● **Aim of the task**
Find every line in the records below that holds the word "shoe" and copy it.

*** Dataset ***

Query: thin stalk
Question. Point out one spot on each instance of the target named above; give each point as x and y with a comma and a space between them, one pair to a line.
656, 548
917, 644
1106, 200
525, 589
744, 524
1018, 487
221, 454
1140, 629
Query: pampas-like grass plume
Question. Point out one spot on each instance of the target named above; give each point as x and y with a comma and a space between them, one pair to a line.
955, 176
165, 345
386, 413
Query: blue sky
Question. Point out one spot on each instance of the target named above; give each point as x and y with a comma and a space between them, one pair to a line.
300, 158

*** End of Dataset ***
*** Dataset ***

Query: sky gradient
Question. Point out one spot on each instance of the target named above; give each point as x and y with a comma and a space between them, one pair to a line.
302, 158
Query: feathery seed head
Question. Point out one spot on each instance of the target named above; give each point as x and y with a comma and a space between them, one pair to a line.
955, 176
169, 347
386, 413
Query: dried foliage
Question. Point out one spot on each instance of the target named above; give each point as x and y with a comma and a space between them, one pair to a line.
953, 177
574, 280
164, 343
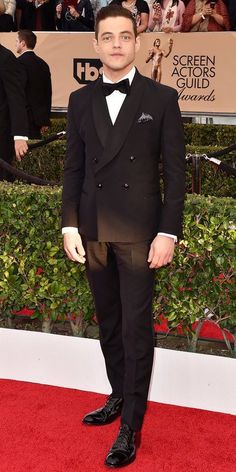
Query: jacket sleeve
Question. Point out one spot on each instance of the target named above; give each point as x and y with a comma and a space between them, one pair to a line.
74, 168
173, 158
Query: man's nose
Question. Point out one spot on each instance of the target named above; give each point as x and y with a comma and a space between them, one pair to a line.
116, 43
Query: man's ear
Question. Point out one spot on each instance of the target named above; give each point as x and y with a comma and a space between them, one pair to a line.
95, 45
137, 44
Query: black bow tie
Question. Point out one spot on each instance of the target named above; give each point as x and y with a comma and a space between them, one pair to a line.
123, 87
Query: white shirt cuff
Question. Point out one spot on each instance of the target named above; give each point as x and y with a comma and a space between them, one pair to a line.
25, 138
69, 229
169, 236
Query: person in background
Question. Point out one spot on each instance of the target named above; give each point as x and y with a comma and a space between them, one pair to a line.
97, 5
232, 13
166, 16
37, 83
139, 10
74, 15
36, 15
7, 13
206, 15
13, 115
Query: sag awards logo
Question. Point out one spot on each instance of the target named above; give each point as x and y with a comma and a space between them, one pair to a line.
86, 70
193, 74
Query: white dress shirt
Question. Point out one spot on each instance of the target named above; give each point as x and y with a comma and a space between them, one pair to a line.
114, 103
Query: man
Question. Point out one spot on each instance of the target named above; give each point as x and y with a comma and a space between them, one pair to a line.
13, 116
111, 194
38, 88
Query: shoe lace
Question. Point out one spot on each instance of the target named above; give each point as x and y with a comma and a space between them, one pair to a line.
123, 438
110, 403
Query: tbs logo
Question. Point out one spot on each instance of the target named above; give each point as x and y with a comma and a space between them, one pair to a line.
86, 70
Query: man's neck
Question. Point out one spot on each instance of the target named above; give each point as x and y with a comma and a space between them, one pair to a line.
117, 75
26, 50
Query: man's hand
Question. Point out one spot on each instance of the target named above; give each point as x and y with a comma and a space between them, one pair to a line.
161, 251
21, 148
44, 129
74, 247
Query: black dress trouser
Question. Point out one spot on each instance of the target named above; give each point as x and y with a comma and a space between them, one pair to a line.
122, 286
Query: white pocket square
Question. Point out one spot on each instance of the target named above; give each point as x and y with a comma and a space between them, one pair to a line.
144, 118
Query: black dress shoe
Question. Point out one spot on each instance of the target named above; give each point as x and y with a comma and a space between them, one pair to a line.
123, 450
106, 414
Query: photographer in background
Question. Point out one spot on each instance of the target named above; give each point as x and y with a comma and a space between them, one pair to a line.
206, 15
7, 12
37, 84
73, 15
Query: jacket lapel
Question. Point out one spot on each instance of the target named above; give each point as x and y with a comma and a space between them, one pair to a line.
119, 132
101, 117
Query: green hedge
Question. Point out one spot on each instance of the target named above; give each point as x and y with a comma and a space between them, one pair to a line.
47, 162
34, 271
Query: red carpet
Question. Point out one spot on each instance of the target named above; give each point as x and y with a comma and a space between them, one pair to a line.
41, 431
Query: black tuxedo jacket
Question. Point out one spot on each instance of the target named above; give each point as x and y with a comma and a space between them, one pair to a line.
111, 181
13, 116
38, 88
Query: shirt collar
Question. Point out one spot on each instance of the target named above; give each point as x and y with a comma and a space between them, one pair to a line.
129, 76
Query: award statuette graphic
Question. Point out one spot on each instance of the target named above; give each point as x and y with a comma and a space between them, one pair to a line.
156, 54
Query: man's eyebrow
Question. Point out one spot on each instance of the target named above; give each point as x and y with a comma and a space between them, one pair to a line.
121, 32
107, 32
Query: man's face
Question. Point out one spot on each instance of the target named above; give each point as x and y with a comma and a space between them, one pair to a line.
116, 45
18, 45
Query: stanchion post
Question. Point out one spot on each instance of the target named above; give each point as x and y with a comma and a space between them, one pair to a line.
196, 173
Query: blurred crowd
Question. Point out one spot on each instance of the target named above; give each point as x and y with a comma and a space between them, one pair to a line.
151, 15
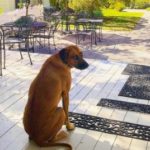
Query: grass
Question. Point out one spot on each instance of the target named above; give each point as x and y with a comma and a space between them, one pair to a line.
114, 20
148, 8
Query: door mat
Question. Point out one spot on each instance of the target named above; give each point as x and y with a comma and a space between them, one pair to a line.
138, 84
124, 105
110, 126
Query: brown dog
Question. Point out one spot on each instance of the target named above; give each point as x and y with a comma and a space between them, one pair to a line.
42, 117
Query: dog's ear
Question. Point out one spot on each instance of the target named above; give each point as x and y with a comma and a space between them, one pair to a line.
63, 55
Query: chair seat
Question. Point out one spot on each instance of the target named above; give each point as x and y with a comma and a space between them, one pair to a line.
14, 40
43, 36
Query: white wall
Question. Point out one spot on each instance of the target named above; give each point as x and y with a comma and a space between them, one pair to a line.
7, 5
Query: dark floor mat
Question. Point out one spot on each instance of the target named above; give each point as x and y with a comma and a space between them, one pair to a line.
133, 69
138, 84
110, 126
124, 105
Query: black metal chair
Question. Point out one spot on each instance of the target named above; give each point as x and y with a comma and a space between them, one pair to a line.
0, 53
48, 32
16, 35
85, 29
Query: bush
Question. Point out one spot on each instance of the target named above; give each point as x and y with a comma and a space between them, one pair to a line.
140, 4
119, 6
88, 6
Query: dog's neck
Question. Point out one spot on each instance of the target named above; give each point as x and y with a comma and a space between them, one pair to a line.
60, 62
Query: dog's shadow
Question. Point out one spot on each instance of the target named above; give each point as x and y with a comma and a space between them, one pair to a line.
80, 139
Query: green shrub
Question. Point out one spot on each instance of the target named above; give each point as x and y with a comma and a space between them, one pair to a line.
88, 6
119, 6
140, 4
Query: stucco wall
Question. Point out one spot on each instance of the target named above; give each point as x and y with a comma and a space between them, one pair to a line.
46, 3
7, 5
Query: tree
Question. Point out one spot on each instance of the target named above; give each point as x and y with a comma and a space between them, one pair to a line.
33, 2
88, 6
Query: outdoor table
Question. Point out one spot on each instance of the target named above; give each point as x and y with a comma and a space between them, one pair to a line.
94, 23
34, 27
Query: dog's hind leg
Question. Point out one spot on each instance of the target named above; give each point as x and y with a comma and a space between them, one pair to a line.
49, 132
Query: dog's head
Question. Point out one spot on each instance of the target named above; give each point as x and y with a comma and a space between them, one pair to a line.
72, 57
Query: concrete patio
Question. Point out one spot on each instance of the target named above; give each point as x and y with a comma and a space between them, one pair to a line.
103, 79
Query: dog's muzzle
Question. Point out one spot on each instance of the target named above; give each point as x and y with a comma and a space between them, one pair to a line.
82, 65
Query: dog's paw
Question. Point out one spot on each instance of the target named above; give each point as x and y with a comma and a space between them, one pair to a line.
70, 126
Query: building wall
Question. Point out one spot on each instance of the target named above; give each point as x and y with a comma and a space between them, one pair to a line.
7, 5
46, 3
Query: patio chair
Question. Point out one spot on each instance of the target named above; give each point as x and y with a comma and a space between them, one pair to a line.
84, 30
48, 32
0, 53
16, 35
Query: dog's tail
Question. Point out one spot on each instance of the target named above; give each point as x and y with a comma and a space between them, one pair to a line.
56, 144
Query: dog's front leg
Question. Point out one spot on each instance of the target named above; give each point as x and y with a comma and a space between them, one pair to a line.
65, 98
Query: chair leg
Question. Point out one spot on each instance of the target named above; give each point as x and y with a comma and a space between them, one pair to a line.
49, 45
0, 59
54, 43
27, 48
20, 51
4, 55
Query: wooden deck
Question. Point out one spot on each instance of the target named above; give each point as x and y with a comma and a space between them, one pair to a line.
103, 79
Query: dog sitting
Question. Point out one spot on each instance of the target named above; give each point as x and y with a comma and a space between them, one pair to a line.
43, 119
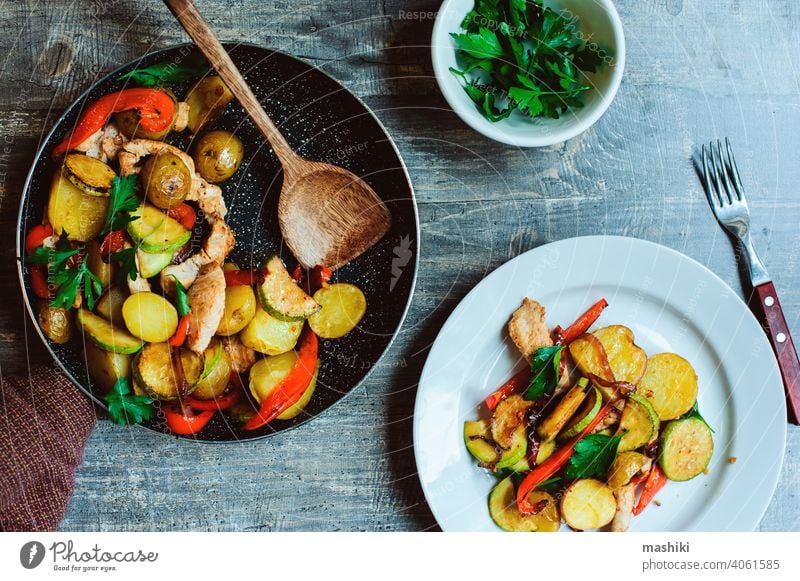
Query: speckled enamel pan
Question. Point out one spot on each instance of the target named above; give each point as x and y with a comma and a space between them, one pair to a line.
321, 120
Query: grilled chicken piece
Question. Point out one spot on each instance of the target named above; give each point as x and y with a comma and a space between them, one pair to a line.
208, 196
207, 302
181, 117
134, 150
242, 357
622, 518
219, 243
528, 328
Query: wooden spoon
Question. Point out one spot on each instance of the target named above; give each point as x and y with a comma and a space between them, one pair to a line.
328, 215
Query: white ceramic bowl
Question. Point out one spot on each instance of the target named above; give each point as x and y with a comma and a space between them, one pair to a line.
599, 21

*** End of Dataset ***

● **Exercise result**
Query: shoe lace
Query: black dress shoe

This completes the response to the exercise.